What to do = Without the images, set down each entry exactly.

Dataset =
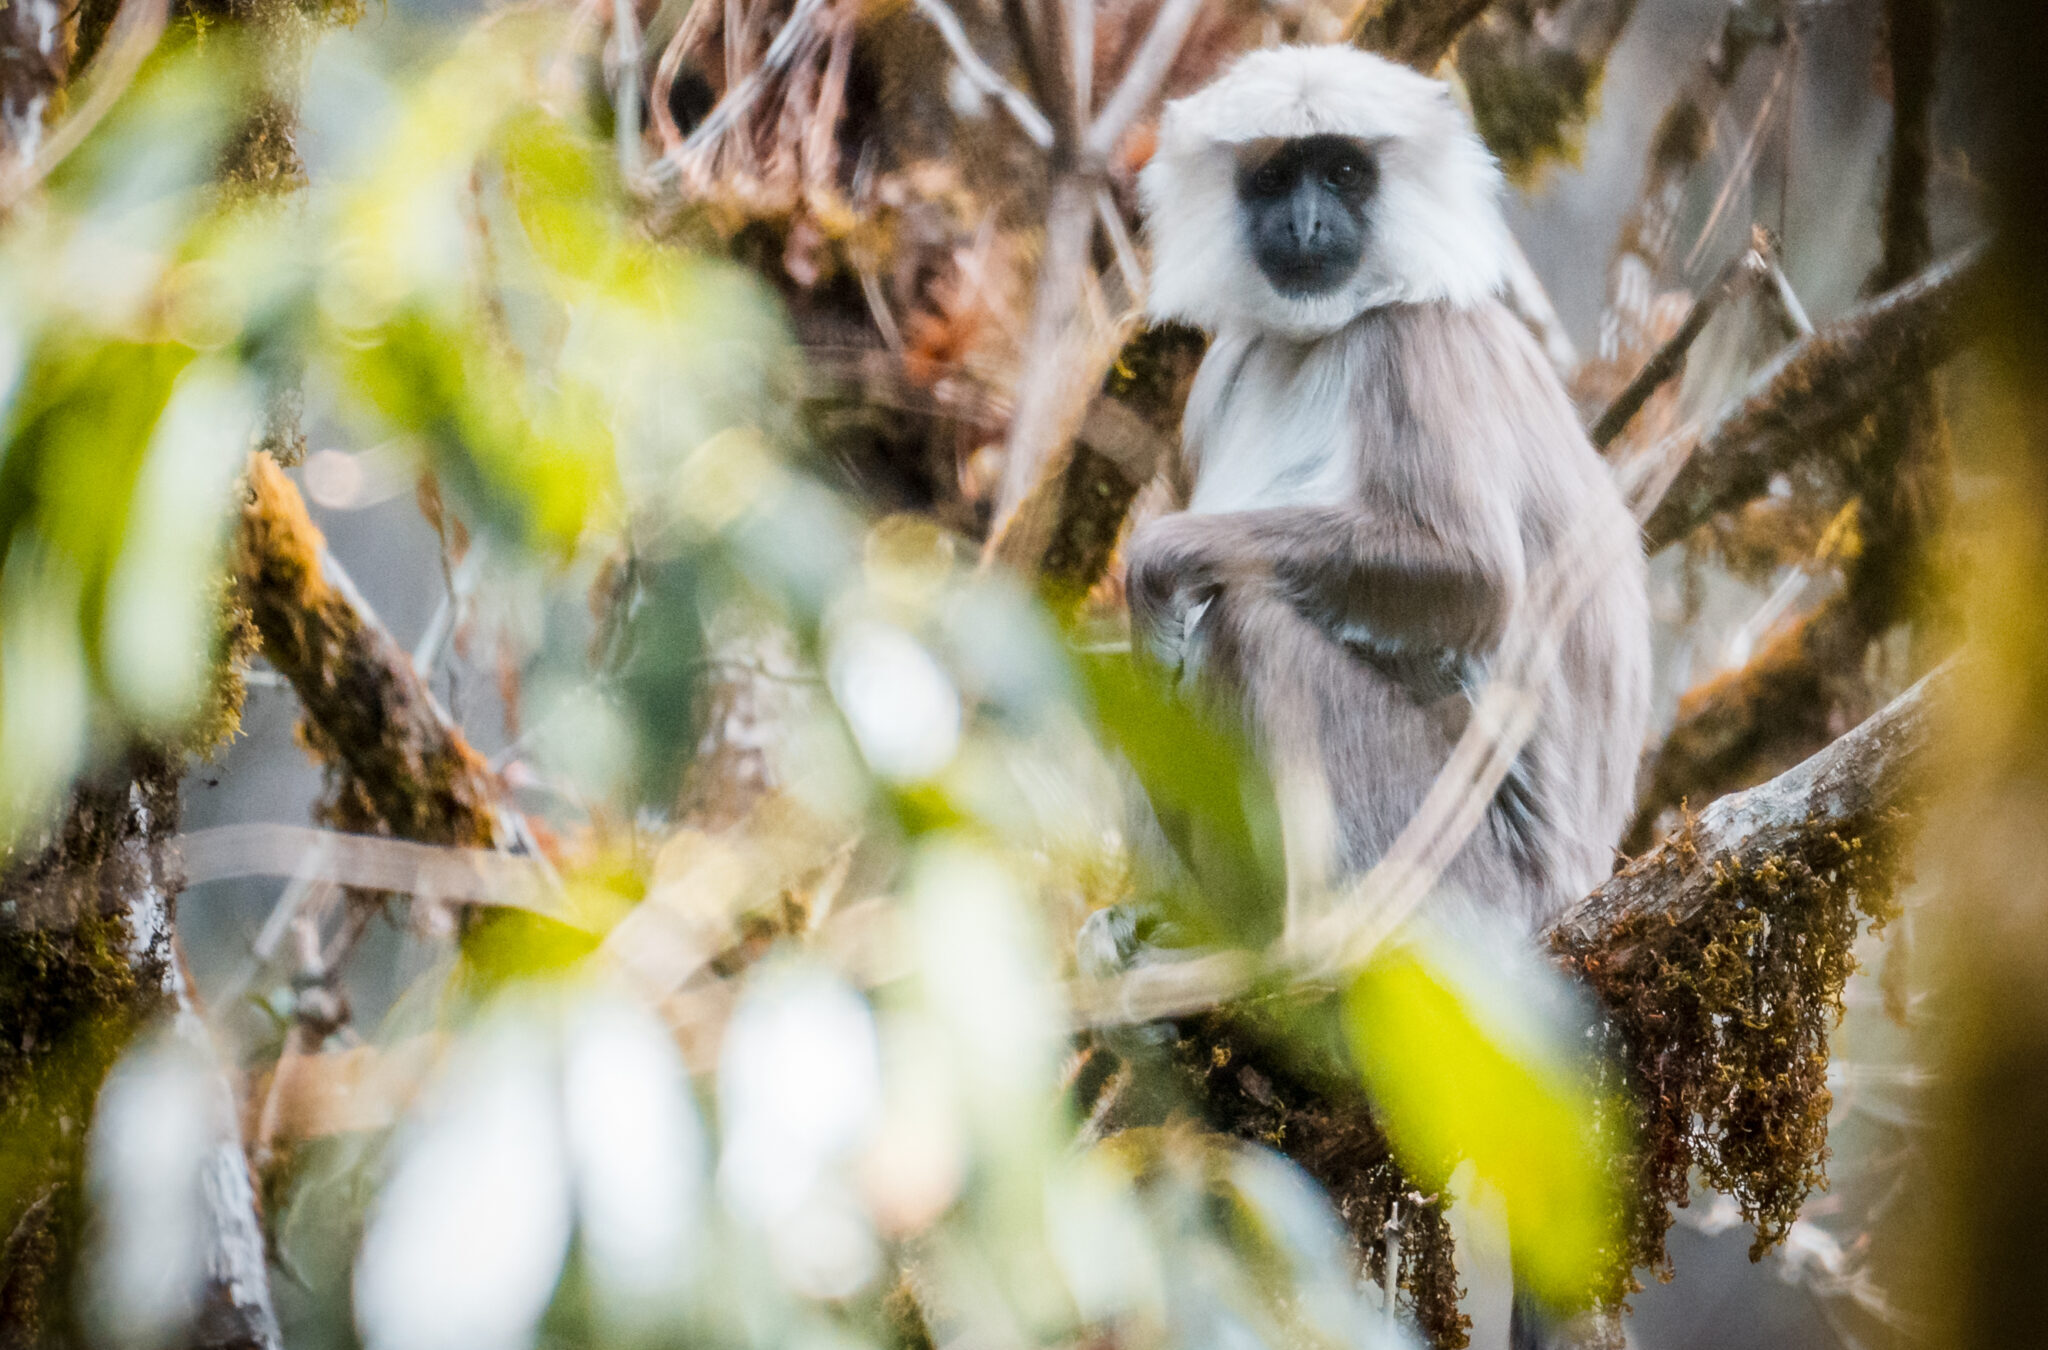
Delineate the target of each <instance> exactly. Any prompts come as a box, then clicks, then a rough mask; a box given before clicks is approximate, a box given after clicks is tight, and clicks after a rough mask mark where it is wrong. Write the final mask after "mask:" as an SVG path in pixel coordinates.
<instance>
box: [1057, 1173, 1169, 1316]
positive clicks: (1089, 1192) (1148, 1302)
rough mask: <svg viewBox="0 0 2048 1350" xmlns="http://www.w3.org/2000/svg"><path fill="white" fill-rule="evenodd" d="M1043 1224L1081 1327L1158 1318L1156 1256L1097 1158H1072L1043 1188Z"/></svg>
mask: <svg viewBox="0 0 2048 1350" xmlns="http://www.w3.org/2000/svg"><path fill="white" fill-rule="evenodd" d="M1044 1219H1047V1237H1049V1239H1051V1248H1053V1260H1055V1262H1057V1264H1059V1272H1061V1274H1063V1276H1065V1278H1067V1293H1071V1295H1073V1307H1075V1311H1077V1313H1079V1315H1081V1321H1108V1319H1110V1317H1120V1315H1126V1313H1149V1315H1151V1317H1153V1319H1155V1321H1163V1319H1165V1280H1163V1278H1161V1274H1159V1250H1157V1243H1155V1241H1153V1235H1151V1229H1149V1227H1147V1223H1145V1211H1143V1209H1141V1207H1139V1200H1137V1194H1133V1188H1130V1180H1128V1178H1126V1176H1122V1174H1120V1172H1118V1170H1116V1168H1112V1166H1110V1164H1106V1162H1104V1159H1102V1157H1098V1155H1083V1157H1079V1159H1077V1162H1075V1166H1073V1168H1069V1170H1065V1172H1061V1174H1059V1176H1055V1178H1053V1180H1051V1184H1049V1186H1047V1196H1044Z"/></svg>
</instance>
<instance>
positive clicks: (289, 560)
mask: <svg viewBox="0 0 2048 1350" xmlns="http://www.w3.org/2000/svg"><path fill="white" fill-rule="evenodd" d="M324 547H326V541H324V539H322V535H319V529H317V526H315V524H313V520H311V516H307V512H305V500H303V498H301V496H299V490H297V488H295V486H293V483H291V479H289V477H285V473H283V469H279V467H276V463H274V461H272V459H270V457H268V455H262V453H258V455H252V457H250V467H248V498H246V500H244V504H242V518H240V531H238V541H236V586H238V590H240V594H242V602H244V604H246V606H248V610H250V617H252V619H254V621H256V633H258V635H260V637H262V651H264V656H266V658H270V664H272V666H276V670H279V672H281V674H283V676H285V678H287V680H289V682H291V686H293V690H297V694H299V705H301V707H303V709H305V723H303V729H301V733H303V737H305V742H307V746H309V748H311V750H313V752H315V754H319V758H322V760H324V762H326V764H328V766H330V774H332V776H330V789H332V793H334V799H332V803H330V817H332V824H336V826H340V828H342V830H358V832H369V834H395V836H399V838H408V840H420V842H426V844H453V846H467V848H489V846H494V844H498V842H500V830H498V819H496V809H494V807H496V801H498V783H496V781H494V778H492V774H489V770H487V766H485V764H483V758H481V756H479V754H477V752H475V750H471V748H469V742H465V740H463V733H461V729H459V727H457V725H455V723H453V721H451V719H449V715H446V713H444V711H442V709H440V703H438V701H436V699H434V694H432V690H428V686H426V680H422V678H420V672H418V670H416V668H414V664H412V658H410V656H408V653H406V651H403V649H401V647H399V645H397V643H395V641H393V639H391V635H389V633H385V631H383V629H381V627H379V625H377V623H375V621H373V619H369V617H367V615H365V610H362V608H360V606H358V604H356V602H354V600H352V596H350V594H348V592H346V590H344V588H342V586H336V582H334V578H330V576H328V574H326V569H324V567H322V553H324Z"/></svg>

Answer for this exercise =
Delineate the target of each <instance> exactly. Any prompts come as a box, then clicks, then a rough mask; a box given before clicks is approximate, a box given after clicks is tight, and clicks after a rough mask mark where it is wrong. Write the final mask after "mask:" as an SVG path in pixel coordinates.
<instance>
box: [1057, 1173, 1169, 1316]
positive clicks: (1089, 1192) (1148, 1302)
rough mask: <svg viewBox="0 0 2048 1350" xmlns="http://www.w3.org/2000/svg"><path fill="white" fill-rule="evenodd" d="M1043 1224L1081 1327L1158 1318L1156 1256L1097 1158H1072L1043 1188Z"/></svg>
mask: <svg viewBox="0 0 2048 1350" xmlns="http://www.w3.org/2000/svg"><path fill="white" fill-rule="evenodd" d="M1044 1219H1047V1237H1049V1239H1051V1248H1053V1260H1055V1262H1057V1264H1059V1272H1061V1274H1063V1276H1065V1278H1067V1293H1071V1295H1073V1307H1075V1311H1077V1313H1079V1315H1081V1321H1108V1319H1110V1317H1120V1315H1126V1313H1149V1315H1151V1317H1153V1319H1155V1321H1163V1319H1165V1280H1163V1278H1161V1274H1159V1250H1157V1243H1155V1241H1153V1235H1151V1229H1149V1227H1147V1223H1145V1211H1143V1209H1141V1207H1139V1200H1137V1194H1133V1188H1130V1180H1128V1178H1126V1176H1122V1174H1120V1172H1118V1170H1116V1168H1112V1166H1110V1164H1106V1162H1104V1159H1102V1157H1098V1155H1083V1157H1079V1159H1077V1162H1075V1166H1073V1168H1069V1170H1065V1172H1061V1174H1059V1176H1055V1178H1053V1180H1051V1184H1049V1186H1047V1196H1044Z"/></svg>
</instance>
<instance>
positive clicks: (289, 560)
mask: <svg viewBox="0 0 2048 1350" xmlns="http://www.w3.org/2000/svg"><path fill="white" fill-rule="evenodd" d="M324 547H326V541H324V539H322V535H319V529H317V526H315V524H313V520H311V516H307V512H305V500H303V498H301V496H299V490H297V488H295V486H293V483H291V479H289V477H285V473H283V469H279V467H276V463H274V461H272V459H270V457H268V455H262V453H258V455H252V457H250V467H248V498H246V500H244V504H242V518H240V531H238V541H236V586H238V590H240V594H242V602H244V604H246V606H248V610H250V617H252V619H254V621H256V633H258V635H260V637H262V651H264V656H266V658H270V664H272V666H276V670H279V672H281V674H283V676H285V678H287V680H289V682H291V686H293V690H297V694H299V705H301V707H303V709H305V723H303V729H301V733H303V737H305V742H307V746H309V748H311V750H313V752H315V754H319V758H322V760H324V762H326V764H328V766H330V774H332V776H330V789H332V793H334V799H332V803H330V817H332V824H336V826H340V828H342V830H358V832H369V834H395V836H399V838H408V840H420V842H426V844H453V846H467V848H489V846H494V844H498V842H500V830H498V819H496V809H494V807H496V801H498V783H496V781H494V778H492V774H489V770H487V766H485V764H483V758H481V756H479V754H477V752H475V750H471V748H469V742H465V740H463V733H461V729H459V727H457V725H455V723H453V721H451V719H449V715H446V713H444V711H442V709H440V703H438V701H436V699H434V694H432V690H428V686H426V680H422V678H420V672H418V670H416V668H414V664H412V658H410V656H408V653H406V651H403V649H401V647H399V645H397V643H395V641H393V639H391V635H389V633H385V631H383V629H381V627H379V625H377V623H375V621H373V619H369V617H367V615H365V610H362V608H360V606H358V604H356V602H354V600H352V596H350V594H348V592H346V590H344V588H342V586H336V582H334V578H330V576H328V574H326V569H324V567H322V553H324Z"/></svg>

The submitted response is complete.